RECORD EXCERPTS -
──────────
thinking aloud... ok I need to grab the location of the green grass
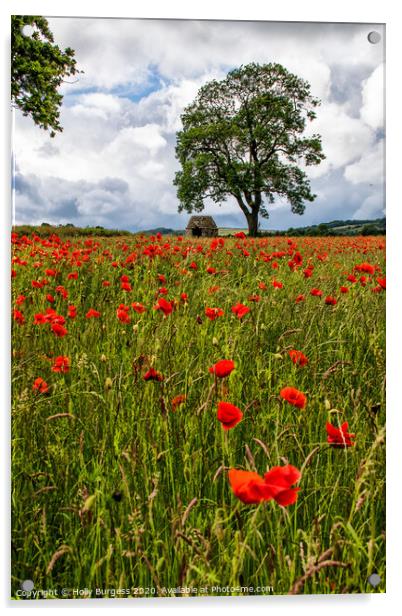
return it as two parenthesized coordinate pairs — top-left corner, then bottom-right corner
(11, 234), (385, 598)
──────────
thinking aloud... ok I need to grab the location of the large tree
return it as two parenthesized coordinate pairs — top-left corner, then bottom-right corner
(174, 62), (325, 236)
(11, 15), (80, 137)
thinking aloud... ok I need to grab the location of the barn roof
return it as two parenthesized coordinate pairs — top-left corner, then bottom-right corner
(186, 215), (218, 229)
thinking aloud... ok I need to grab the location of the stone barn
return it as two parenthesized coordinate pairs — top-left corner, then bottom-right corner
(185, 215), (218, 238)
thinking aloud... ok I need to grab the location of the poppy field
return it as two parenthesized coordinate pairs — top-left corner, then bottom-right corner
──────────
ACTIVITY - The range runs from the line above containing "the large tree" to the line containing "the stone barn", inclusive. Restate those lines word for word and no others.

TASK RESULT -
thinking aloud... ok I need to grab the location of the large tree
return it as two parenthesized coordinate pairs — top-left corner, then bottom-right corner
(174, 62), (325, 236)
(11, 15), (80, 137)
thinking aloud... ok I need to grab the location of the barn roof
return it as two parenthesized coordinate pairs — top-left corner, then bottom-right corner
(186, 215), (218, 229)
thinking aloud... ok I need to grab the location of the stone barn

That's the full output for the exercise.